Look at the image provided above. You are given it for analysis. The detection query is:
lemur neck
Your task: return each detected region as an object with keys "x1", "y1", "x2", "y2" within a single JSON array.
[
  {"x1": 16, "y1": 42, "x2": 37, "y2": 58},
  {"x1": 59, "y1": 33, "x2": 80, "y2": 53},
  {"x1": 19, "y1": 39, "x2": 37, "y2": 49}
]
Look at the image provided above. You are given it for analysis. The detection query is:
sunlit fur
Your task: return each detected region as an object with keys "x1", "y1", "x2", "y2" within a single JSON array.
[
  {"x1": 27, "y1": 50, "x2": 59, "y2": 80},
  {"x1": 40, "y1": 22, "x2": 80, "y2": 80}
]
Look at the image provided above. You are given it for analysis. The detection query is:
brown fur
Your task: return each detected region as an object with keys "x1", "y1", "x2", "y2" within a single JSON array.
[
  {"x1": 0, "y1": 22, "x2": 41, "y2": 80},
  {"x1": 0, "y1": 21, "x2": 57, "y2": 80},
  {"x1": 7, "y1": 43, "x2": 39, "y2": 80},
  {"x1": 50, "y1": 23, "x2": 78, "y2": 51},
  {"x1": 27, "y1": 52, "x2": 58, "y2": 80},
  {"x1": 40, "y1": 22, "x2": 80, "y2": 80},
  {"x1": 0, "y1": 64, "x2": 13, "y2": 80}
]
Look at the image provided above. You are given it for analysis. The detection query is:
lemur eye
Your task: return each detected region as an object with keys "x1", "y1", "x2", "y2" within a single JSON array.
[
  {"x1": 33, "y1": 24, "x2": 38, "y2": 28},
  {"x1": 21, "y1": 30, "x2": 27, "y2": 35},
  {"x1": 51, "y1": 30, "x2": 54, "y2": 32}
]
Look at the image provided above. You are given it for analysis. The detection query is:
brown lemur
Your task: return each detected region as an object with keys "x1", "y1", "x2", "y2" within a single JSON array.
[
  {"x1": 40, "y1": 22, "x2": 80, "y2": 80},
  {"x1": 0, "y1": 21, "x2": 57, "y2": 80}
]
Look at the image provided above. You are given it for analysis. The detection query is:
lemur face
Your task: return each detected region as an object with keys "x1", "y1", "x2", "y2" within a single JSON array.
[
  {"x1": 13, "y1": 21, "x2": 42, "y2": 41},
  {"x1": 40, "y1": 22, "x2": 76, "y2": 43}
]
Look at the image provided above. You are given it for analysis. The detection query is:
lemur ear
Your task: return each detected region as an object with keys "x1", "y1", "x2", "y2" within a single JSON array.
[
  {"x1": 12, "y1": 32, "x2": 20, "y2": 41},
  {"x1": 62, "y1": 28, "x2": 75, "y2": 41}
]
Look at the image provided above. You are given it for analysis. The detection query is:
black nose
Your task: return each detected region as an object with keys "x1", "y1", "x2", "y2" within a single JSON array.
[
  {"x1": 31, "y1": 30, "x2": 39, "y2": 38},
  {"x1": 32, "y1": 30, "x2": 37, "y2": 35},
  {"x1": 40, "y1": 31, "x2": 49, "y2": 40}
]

━━━━━━

» Instructions for the task:
Every line of the listing is to be returned exactly as given.

» Exercise response:
Look at the image provided above. You are given it for analysis. The detection query is:
lemur neck
Your task: return each detected region as an object with keys "x1", "y1", "x2", "y2" within a single JSON array.
[
  {"x1": 16, "y1": 42, "x2": 37, "y2": 58},
  {"x1": 59, "y1": 33, "x2": 80, "y2": 53},
  {"x1": 19, "y1": 39, "x2": 37, "y2": 49}
]
Look at the image provided above. You are given it for analysis. The detection query is:
sunlit fur
Your task: return each detected region as an object with keys "x1", "y1", "x2", "y2" within a single JSON array.
[
  {"x1": 27, "y1": 50, "x2": 59, "y2": 80},
  {"x1": 40, "y1": 22, "x2": 80, "y2": 80}
]
Look at the image provided above. You are given it for analysis. The detection query is:
brown fur
Your task: return each detected region as an object with keys "x1", "y1", "x2", "y2" within a single JSON array.
[
  {"x1": 0, "y1": 22, "x2": 41, "y2": 80},
  {"x1": 0, "y1": 21, "x2": 57, "y2": 80},
  {"x1": 7, "y1": 43, "x2": 39, "y2": 80},
  {"x1": 50, "y1": 23, "x2": 78, "y2": 51},
  {"x1": 27, "y1": 52, "x2": 58, "y2": 80},
  {"x1": 40, "y1": 22, "x2": 80, "y2": 80},
  {"x1": 0, "y1": 64, "x2": 13, "y2": 80}
]
Look at the image provided above. You are given it for analysis. The detection query is:
lemur eye
Your task: return each detected region as an object with keys "x1", "y1", "x2", "y2" within a single JSON array.
[
  {"x1": 33, "y1": 24, "x2": 38, "y2": 28},
  {"x1": 21, "y1": 30, "x2": 27, "y2": 35},
  {"x1": 51, "y1": 30, "x2": 54, "y2": 32}
]
Look at the image provided above. You are given it for analysis. The detection query is:
brown lemur
Your task: return each detected region as an object with keys "x1", "y1", "x2", "y2" within a single JSON array.
[
  {"x1": 40, "y1": 22, "x2": 80, "y2": 80},
  {"x1": 0, "y1": 21, "x2": 57, "y2": 80}
]
Look at the image provided above. You are given it for analysis. The detection query is:
lemur face
Your task: return each detected region as an object with keys "x1", "y1", "x2", "y2" within a single JSON array.
[
  {"x1": 13, "y1": 21, "x2": 42, "y2": 41},
  {"x1": 40, "y1": 22, "x2": 76, "y2": 43}
]
Look at the image provided above. You are given it for analysis. The detection query is:
lemur ear
Your task: return each detected region as an object with keys "x1", "y1", "x2", "y2" within a single JSON array.
[
  {"x1": 12, "y1": 32, "x2": 20, "y2": 41},
  {"x1": 62, "y1": 28, "x2": 75, "y2": 41}
]
Look at the image provided above. You are given it for analysis. The detection query is:
black nose
Your task: return each detected region as an object with keys "x1", "y1", "x2", "y2" within a single JSON array.
[
  {"x1": 31, "y1": 30, "x2": 39, "y2": 38},
  {"x1": 32, "y1": 30, "x2": 37, "y2": 35},
  {"x1": 40, "y1": 31, "x2": 49, "y2": 40}
]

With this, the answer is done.